§ **WHAT IS NEEDED**
Please identify and copy every line in the rows below that contains the string "marble". Case counts.

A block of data

::::

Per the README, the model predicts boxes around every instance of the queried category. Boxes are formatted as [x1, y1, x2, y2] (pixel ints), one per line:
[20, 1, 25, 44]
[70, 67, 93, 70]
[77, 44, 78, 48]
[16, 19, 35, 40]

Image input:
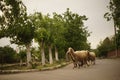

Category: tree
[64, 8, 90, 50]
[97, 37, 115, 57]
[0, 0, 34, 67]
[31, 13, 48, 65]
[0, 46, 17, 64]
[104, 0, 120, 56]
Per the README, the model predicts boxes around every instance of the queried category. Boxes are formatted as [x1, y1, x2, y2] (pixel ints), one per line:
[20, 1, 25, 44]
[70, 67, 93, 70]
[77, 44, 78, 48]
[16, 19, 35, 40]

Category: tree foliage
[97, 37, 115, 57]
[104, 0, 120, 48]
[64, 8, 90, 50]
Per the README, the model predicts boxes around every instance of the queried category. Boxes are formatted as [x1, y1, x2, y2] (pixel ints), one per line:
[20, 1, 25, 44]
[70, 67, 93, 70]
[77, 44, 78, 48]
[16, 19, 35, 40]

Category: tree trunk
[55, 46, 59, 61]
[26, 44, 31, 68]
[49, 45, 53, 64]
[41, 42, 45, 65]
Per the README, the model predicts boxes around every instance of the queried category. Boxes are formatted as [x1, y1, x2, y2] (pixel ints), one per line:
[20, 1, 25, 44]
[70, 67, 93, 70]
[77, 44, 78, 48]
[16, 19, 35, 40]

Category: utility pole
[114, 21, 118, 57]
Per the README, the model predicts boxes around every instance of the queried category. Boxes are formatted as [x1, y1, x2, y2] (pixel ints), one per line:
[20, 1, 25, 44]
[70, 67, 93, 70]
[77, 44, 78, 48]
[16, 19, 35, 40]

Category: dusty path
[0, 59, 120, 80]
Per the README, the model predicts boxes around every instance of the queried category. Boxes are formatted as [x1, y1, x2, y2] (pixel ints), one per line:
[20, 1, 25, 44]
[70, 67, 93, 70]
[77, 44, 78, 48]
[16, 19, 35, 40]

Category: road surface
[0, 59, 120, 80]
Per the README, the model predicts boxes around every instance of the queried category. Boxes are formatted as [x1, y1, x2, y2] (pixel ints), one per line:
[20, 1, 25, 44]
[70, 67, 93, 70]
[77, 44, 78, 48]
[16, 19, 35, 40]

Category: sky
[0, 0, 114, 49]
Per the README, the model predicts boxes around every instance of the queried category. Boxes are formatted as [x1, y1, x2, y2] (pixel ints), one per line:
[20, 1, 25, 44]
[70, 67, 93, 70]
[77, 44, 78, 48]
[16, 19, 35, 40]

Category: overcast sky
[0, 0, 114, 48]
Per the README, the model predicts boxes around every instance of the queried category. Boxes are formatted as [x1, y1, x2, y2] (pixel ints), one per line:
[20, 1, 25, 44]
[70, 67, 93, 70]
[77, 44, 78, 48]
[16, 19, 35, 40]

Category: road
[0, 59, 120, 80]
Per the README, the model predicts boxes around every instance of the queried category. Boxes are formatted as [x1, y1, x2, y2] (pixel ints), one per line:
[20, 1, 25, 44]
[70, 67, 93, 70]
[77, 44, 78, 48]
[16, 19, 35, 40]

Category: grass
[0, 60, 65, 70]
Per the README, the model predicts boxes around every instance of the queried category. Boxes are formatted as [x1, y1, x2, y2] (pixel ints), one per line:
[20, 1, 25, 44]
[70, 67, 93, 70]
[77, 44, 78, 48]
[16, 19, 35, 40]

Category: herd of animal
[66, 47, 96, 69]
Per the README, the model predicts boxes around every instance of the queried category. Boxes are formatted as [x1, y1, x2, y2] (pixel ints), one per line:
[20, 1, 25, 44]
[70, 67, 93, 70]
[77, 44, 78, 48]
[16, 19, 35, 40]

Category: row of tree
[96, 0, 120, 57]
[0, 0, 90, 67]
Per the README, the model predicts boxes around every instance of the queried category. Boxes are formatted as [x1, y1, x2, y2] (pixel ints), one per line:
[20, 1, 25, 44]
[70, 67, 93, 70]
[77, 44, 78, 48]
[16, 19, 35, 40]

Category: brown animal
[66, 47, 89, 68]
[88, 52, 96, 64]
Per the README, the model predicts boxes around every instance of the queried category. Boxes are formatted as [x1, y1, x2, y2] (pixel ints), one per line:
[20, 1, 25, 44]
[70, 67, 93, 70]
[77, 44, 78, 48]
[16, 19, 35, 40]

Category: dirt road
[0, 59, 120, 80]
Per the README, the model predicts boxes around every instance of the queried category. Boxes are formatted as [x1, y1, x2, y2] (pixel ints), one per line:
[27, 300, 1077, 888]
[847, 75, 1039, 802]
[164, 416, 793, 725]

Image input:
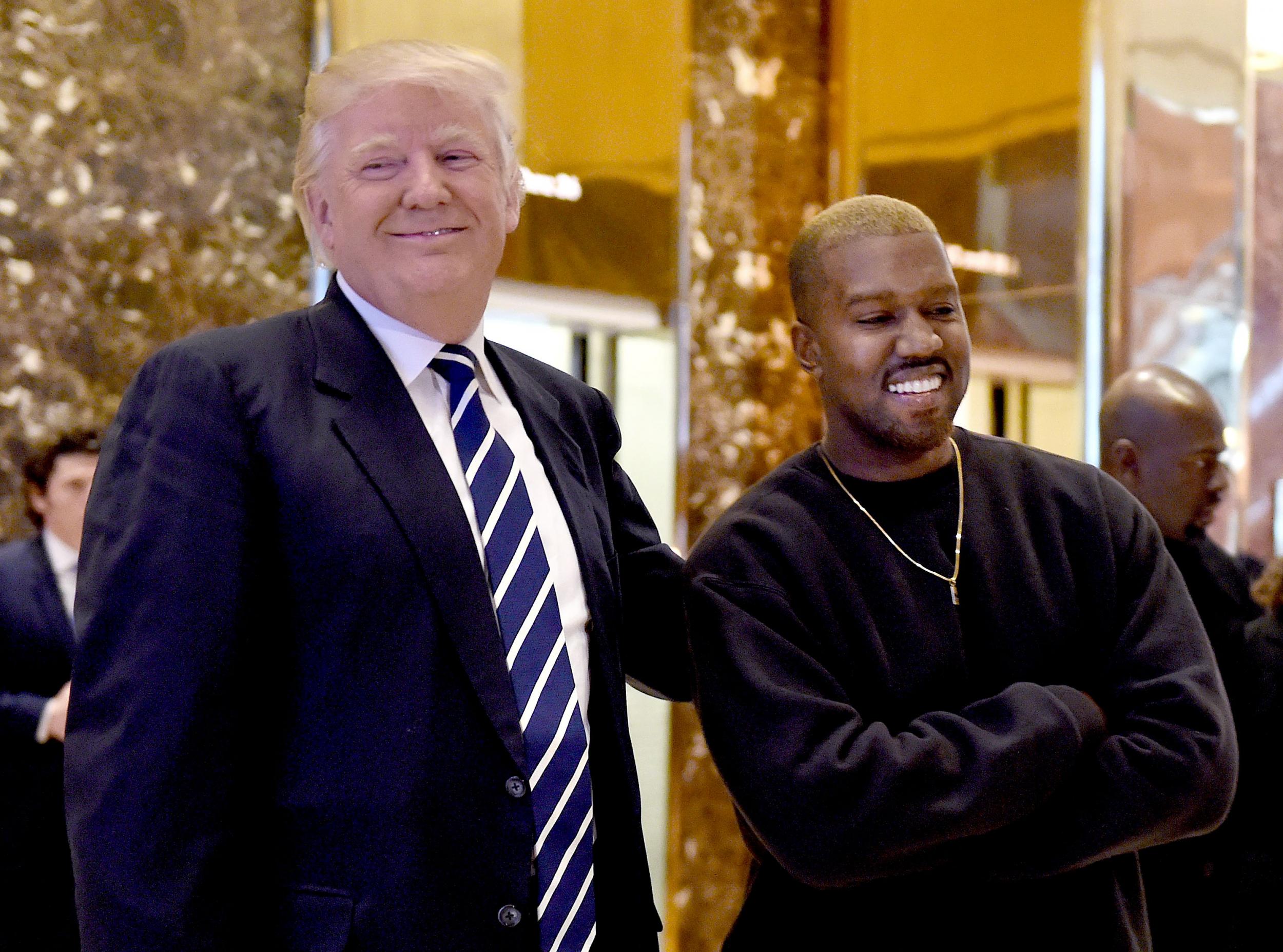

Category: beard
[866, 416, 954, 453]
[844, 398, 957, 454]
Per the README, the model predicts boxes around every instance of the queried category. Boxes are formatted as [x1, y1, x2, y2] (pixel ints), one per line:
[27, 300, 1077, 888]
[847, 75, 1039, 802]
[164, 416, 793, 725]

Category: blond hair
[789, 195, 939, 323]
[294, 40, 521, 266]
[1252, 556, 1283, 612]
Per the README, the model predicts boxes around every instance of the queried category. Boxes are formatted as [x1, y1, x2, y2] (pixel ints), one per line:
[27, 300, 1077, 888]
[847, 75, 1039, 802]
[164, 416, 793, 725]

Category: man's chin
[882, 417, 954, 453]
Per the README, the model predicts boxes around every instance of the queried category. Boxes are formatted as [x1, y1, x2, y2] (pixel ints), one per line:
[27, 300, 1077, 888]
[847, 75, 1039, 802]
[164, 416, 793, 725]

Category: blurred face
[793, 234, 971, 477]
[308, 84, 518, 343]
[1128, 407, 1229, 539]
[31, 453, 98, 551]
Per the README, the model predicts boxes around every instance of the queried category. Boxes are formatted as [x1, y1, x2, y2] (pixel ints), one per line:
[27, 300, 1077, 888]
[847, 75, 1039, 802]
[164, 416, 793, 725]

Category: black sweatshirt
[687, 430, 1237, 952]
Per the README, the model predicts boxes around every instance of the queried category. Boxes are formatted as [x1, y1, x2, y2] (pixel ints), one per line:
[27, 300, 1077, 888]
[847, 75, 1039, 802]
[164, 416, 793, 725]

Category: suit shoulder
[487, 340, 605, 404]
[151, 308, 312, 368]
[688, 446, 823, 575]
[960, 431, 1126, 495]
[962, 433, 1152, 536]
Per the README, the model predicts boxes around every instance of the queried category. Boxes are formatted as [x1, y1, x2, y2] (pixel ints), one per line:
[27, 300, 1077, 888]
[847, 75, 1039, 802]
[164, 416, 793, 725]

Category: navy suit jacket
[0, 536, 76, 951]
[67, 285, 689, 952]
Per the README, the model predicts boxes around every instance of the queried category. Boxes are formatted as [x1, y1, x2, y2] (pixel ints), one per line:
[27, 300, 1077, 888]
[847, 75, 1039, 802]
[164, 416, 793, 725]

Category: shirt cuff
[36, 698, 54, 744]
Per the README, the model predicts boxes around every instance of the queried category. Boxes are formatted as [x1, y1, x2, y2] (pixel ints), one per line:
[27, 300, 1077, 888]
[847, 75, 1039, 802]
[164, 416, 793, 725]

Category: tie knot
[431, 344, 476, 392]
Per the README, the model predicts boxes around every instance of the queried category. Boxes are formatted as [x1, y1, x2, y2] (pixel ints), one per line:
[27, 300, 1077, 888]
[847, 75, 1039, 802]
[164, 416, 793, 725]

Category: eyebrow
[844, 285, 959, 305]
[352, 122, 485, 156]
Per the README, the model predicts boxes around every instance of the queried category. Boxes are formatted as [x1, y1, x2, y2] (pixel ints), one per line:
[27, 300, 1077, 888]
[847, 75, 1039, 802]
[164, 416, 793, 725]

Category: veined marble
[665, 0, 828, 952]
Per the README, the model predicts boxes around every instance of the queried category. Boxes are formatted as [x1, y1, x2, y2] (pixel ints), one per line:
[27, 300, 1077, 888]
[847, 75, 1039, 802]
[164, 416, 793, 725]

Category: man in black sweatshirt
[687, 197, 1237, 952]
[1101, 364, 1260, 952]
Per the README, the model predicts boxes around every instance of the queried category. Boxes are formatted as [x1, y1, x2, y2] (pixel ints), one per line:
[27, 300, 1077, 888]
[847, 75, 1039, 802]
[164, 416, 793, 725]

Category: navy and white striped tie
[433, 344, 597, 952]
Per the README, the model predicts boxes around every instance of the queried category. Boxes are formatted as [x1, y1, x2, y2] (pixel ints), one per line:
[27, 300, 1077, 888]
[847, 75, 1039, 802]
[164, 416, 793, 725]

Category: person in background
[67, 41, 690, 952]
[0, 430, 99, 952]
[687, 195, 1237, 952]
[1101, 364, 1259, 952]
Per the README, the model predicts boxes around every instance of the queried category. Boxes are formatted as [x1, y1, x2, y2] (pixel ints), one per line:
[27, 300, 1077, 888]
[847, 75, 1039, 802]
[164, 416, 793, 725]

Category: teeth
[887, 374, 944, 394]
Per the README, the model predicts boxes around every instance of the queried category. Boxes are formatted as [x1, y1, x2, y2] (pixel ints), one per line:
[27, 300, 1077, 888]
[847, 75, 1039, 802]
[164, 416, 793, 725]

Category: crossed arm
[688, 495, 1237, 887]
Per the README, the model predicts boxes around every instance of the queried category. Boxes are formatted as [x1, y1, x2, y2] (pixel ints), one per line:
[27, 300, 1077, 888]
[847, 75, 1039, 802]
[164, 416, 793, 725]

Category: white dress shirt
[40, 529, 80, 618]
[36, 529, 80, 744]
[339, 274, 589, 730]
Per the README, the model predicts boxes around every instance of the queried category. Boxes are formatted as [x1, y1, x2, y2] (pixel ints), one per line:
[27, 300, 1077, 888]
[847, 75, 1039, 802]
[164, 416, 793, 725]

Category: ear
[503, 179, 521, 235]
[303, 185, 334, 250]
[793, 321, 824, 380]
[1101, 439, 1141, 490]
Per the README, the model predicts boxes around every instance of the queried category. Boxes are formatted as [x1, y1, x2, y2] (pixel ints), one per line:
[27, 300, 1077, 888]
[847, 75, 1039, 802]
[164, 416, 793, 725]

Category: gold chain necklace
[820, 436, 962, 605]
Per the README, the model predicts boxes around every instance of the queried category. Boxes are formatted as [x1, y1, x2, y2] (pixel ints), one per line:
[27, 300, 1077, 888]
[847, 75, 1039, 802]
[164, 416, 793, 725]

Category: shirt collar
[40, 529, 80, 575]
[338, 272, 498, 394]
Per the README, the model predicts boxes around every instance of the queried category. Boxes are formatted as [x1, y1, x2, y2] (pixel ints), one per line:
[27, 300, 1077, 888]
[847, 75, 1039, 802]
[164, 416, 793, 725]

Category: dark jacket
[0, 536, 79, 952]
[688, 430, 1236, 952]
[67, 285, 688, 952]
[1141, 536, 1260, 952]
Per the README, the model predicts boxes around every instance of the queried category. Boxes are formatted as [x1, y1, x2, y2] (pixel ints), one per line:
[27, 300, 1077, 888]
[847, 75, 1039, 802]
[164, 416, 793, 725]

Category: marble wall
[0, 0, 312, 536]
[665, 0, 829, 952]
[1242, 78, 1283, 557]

::::

§ **CORRECT ANSWER**
Category: veined marble
Category: marble wall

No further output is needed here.